━━ SOURCE TEXT ━━

Martin Engineering will offer an extensive range of designs and features for specific applications, including explosionproof models, vertical shaft units, flangemounted designs and even low-profile vibrators that can be incorporated as part of a support structure. “This capability allows us to take a huge leap beyond the conventional four-footed designs that dominate the market today,” Pronschinske said.

New Directions in Screen Tech

As in most sectors of mineral processing technology, an underlying philosophy of particle separation science is that “there’s always room for improvement.” It’s a driving force that’s nowhere more apparent than in the constant flow of new ideas related to screen-machine and media design in processing of ores, slurries and tailings. Here’s a quick sampling of what’s new—and effective—in the commercial market.

Metso has introduced a new, highenergy elliptical-motion horizontal screen, which it says will provide increased uptime and safer maintenance, while delivering up to 25% more screening capacity compared with a conventional screen of the same size. The model ES screen machine features two unbalanced shaft lines that rotate in opposite directions, generating a high-energy elliptical motion with a selfsynchronizing principle. There are no mechanical timing devices, gears, belts or oil leakage, which together with the reliable grease lubrication system, should keep downtime and maintenance to a minimum. The unit also offers up to 50% more space between the decks compared with similar flat screens, for easier, safer and more comfortable access for maintenance. The standard deck frame of the screen is preconfigured to handle both modular and tension screening media with minimal interruption and can be easily converted to handle the media of choice.

Making Fines Pay
At the other end of the particle size spectrum, Deister Machine Co. has developed a new Ultra-Fines Recovery (UFR) system, designed to recover ultra-fine particles in mill tailings and enable mining operations to eliminate or greatly reduce the need for maintenance-intensive settling ponds. Deister describes the UFR as a cost-efficient alternative to plate filter presses, allowing producers to create a dry tailing or silt product that can be stockpiled prior to removal, or used as a saleable product.

Metso’s ES elliptical-motion horizontal screen.

Deister Ultra-Fines Recovery system.

Major Wire Flex-Mat 3 Modular panels.

Polydeck Armadex bolt-down rubber panels.

The Deister UFR System is capable of recoveries from 350-400 mesh, and at feed capacities from 1,500–3,500 GPM (5700–13,250 l/min). It utilizes a radial distribution manifold for even distribution of solids to all cyclones. The system’s reverse slope vibrating screen is available in sizes up to 7-ft wide and 12-ft long (2.13 x 3.65 m), with solids capacities up to 70 t/h.

The UFR system’s cyclones are available with a variety of liner and body materials. Victaulic connections allow flexibility and ease of maintenance. Optional Duck Bills can be attached to the cyclone apex with siphon control to accommodate variable feed solids conditions. The sump is constructed with reinforced walls and vertical columns.

A sloped bottom plate promotes even solids flow to the pump inlet and an automatically adjusted makeup water valve protects the pump. Several pump configurations are available, mounted on a steel frame base pad.

Deister also introduced two innovative options for use on mine-duty screens. Its new Exciter Vibrating Mechanism is designed for use with large linear-stroke screens and feeders. Multiple units can be positioned in series and linked by flexible shaft couplings. Innovative seal, shaft and bearing arrangements provide a rugged unit that is easy to maintain, according to the company—especially when combined with the Deister System Saver Oil Filtration System. Removable external counterweight slugs allow for easy output force adjustment over a wide speed range. The Exciter Mechanism can be driven by V-belts or direct drive flexible shaft.

━━━

### REQUIREMENT 1:
Copy the stored entries word for word, from their first line through the line containing "box: [713, 552, 757, 597]".

━━ LISTED ENTRIES ━━

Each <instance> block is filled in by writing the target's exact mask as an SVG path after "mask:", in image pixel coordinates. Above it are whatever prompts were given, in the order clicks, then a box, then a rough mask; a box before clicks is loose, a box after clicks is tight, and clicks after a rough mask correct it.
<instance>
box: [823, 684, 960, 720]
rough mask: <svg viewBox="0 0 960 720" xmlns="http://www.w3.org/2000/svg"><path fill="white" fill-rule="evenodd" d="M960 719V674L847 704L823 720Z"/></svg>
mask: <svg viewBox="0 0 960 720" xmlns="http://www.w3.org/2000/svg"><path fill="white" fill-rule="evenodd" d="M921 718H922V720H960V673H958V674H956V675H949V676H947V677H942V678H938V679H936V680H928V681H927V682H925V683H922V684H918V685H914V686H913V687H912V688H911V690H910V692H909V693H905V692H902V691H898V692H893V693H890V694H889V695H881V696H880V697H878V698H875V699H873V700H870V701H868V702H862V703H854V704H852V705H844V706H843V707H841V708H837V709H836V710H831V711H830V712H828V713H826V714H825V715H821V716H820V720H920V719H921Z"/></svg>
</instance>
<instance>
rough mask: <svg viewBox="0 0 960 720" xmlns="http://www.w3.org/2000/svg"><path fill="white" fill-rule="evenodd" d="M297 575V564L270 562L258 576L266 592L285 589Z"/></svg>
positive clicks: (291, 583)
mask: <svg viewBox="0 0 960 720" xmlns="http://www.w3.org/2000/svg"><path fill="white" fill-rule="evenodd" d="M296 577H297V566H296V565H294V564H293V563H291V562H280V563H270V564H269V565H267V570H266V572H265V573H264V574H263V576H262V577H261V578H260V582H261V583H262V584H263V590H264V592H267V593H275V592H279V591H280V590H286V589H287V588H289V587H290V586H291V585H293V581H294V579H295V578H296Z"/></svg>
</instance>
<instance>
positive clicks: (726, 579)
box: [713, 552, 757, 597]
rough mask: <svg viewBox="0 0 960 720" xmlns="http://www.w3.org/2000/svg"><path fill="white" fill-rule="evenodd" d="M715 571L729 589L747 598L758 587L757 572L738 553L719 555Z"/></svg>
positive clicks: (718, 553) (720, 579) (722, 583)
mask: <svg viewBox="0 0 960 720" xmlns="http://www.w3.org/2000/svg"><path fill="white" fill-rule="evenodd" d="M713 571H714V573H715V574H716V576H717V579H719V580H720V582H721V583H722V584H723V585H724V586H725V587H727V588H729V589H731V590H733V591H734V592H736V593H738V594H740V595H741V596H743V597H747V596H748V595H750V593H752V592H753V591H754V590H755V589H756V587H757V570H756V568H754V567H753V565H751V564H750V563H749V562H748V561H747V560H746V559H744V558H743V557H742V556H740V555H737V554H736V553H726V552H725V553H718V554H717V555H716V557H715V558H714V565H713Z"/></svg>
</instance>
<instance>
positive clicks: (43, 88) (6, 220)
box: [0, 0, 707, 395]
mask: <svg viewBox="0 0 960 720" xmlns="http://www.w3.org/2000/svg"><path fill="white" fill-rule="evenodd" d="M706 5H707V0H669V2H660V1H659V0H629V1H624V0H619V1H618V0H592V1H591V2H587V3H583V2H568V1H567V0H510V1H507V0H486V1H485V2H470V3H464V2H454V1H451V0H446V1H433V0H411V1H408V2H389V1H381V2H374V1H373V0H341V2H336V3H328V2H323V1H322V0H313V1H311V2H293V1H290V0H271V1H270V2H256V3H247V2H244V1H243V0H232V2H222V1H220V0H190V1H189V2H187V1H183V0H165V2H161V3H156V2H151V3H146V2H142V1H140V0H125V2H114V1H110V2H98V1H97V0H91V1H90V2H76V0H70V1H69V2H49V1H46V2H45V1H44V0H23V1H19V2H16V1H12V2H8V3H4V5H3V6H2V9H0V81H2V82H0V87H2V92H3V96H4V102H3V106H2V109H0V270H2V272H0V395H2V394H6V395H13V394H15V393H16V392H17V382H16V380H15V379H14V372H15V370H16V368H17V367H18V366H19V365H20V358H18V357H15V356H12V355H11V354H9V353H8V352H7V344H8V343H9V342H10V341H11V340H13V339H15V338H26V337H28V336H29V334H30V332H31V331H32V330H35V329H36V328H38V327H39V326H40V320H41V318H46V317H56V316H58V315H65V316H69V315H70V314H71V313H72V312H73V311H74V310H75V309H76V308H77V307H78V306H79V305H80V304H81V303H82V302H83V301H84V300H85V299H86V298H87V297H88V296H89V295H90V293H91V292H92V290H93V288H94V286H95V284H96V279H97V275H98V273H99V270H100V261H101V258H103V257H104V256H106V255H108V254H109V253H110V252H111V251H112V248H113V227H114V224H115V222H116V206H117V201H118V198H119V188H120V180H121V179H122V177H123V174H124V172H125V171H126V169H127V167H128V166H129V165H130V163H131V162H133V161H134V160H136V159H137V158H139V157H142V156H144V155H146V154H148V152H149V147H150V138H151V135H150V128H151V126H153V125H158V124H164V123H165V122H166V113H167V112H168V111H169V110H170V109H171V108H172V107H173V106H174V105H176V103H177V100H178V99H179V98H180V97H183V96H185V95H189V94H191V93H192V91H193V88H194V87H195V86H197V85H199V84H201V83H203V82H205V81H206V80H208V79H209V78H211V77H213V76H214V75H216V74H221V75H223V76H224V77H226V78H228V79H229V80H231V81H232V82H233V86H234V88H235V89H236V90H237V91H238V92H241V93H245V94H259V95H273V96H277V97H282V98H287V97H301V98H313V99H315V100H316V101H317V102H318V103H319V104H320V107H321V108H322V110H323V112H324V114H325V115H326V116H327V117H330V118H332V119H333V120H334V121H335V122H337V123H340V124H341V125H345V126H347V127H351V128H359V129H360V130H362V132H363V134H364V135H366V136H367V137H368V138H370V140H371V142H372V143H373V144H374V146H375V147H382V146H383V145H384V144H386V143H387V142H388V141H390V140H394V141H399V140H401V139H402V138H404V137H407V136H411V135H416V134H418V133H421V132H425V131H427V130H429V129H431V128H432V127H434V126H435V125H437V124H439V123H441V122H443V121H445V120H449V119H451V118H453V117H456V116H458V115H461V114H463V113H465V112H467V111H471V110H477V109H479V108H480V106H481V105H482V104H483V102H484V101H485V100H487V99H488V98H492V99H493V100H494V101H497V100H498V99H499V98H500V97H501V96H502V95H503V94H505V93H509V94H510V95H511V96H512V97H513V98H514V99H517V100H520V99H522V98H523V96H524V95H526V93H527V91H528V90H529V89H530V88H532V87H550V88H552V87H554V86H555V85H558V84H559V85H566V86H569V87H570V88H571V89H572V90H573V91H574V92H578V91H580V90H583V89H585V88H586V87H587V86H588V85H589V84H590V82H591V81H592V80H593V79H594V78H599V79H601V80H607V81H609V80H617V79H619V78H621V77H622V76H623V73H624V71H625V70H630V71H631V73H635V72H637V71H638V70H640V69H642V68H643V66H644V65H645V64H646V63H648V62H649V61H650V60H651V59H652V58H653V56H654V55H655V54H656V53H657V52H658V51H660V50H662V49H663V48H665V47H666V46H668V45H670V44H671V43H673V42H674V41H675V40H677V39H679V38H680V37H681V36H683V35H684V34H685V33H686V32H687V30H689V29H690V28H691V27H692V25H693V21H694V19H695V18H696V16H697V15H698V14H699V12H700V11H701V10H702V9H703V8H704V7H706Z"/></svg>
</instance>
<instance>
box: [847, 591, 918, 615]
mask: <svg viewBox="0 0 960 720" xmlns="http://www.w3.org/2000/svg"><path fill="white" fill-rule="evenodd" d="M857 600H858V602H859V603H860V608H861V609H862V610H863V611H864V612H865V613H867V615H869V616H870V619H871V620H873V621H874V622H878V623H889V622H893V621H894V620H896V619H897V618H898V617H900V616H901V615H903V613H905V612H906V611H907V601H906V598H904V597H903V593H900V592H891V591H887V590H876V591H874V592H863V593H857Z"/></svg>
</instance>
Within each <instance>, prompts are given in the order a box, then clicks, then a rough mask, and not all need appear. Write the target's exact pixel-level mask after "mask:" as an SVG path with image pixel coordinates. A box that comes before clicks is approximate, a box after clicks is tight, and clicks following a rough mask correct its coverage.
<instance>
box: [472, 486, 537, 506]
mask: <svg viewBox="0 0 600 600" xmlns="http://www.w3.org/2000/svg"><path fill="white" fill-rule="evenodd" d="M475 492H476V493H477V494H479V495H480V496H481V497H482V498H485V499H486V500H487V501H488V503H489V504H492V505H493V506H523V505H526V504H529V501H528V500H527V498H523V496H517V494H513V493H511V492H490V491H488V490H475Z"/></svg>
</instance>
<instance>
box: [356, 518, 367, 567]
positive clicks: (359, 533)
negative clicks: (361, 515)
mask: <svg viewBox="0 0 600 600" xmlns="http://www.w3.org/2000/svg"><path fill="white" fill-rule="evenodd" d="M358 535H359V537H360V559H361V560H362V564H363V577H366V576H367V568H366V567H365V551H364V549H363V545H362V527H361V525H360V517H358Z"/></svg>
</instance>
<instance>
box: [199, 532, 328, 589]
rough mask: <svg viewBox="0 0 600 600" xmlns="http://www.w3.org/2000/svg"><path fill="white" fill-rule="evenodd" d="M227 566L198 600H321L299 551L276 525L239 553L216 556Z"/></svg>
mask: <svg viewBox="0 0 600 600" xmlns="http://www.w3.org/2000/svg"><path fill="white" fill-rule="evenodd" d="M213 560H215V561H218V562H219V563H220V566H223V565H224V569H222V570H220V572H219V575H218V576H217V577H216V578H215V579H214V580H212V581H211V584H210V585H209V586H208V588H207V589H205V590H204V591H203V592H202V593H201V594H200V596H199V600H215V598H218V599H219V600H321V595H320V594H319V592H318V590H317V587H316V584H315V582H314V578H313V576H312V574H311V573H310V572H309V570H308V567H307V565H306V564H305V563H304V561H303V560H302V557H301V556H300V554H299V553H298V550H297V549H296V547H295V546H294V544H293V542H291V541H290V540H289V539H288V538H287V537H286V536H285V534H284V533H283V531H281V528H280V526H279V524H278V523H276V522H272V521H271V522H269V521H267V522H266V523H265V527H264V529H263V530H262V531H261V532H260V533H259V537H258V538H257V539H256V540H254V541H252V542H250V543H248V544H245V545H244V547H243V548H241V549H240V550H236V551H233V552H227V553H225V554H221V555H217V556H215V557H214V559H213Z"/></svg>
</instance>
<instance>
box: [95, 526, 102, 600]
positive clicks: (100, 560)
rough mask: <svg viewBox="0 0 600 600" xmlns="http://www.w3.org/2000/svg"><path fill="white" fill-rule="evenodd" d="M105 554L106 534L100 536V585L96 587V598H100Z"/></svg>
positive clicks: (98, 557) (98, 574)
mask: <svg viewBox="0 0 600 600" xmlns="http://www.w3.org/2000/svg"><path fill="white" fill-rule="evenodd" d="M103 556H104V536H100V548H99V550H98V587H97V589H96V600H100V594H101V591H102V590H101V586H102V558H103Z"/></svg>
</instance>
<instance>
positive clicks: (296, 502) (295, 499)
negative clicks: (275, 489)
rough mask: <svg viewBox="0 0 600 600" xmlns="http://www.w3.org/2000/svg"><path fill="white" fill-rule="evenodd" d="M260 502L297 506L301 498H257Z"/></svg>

━━━

### REQUIREMENT 2:
Write the next part of the article on new mineral screening equipment, picking up after its last sentence.

### EXERCISE OUTPUT 1:
Each <instance> block is filled in by writing the target's exact mask as an SVG path after "mask:", in image pixel coordinates. Above it are whatever prompts were given, in the order clicks, then a box, then a rough mask; a box before clicks is loose, a box after clicks is tight, and clicks after a rough mask correct it.
<instance>
box: [823, 684, 960, 720]
rough mask: <svg viewBox="0 0 960 720" xmlns="http://www.w3.org/2000/svg"><path fill="white" fill-rule="evenodd" d="M960 719V674L847 704L823 720Z"/></svg>
mask: <svg viewBox="0 0 960 720" xmlns="http://www.w3.org/2000/svg"><path fill="white" fill-rule="evenodd" d="M921 718H922V720H960V673H958V674H956V675H949V676H947V677H942V678H938V679H936V680H928V681H927V682H925V683H922V684H918V685H914V686H913V687H912V688H911V690H910V692H909V693H905V692H902V691H898V692H893V693H890V694H889V695H881V696H880V697H878V698H875V699H873V700H870V701H868V702H862V703H854V704H852V705H844V706H843V707H841V708H837V709H836V710H831V711H830V712H828V713H826V714H825V715H821V716H820V720H920V719H921Z"/></svg>
</instance>
<instance>
rough mask: <svg viewBox="0 0 960 720" xmlns="http://www.w3.org/2000/svg"><path fill="white" fill-rule="evenodd" d="M297 575V564L270 562L258 576L266 592L285 589Z"/></svg>
positive clicks: (291, 583)
mask: <svg viewBox="0 0 960 720" xmlns="http://www.w3.org/2000/svg"><path fill="white" fill-rule="evenodd" d="M296 577H297V566H296V565H294V564H293V563H291V562H280V563H270V564H269V565H267V570H266V572H265V573H264V574H263V576H262V577H261V578H260V582H261V583H262V584H263V590H264V592H267V593H275V592H279V591H280V590H286V589H287V588H289V587H290V586H291V585H293V581H294V579H295V578H296Z"/></svg>
</instance>
<instance>
positive clicks: (726, 579)
box: [713, 552, 757, 597]

### EXERCISE OUTPUT 2:
Another option for large screens is Deister’s Isolation Base, which incorporates a secondary set of support springs, as well as shock absorbers that further isolate the forces generated by the vibrating screen frame from the stationary structure. The base, according to Deister, also is useful in reducing the size and complexity of the support structure under and around the vibrating screen.

Modular Media Meets the Challenges
Montreal-based Major Wire Industries now offers a wide variety of Flex-Mat 3 Modular screen media panel locking systems that increase overall screening production without costly screen box modifications. These locking systems, including Pin & Leg, Pin & Leg Maxi, Pin & Sleeve, Grooved, Step, Snap C, Snap P and Snap 2K, are claimed to fit virtually any existing screen box. Snap- and step-type panels are available in 1- x 2-ft (305- x 610-mm) sizes, while the pin- and grooved-type panels are available in both 1- x 1-ft (305- x 305-mm) and 1-x 2-ft sizes. All locking systems fit competitive dimensions as well. They install using the same fastening systems as traditional polyurethane and rubber panels and are available in both stainless steel wire and Major Wire’s proprietary OptimumWire. Flex-Mat 3 Modular panels replace existing polyurethane and rubber panels wherever throughput is compromised, such as at the discharge ends when throughput is critical.

South Carolina, USA-based Polydeck noted that high performance, extreme duty screening applications consistently provide challenges for traditional modular screen media. Wire cloth wears out quickly and modular synthetic media may be only marginally effective in dealing with the volume and weight of feed material. Bolt-down rubber has often proved to be an effective solution for these extreme duty applications.

The company is now offering Armadex rubber bolt-down screen sections. Armadex sections are made with Binary Injection Molding (BIM) technology, which is a proprietary Polydeck manufacturing method. This type of injection molding puts a premium gum rubber blend under extreme pressure in a staged sequence to produce high-quality bolt-down rubber media.

The process, says the company, creates a longer wearing screen section with the lowest dollars-per-ton investment. In addition, the BIM process allows customization options not available in traditional bolt-down screen media. Among available options in the Armadex line are square, slotted, round and custom aperture shapes; various aperture sizes that can be configured to optimize wear life versus open area for a specific application; sections that fit any existing frame configuration; and customizable bolt hole and aperture locations, allowing section designs that protect screen cross members and control wear rates in feed zones.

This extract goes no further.